## Material
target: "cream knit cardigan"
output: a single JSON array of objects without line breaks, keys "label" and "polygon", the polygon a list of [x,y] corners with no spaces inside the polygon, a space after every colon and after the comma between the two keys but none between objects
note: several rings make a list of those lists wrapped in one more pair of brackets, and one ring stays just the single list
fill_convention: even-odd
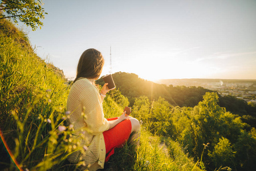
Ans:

## Task statement
Exclude the images and reproduce the remaining data exactly.

## Result for this exercise
target: "cream knit cardigan"
output: a single JSON array of objects without line breaks, keys "label" and "polygon", the polygon a list of [x,y] corners with no spaces inside the polygon, a space after every colon and after the comma between the two keys but none between objects
note: several rings make a list of those lists wrapped in one more pair of brackets, and one ring stays just the single list
fill_convention: even-odd
Ans:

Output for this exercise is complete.